> **WORK TO BE COMPLETED**
Duplicate each of the following lines without any changes.

=====

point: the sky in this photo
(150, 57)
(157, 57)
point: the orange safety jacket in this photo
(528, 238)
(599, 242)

=====

> **TASK ANSWER**
point: the sky in this photo
(150, 57)
(157, 57)
point: the orange safety jacket in this photo
(528, 238)
(599, 242)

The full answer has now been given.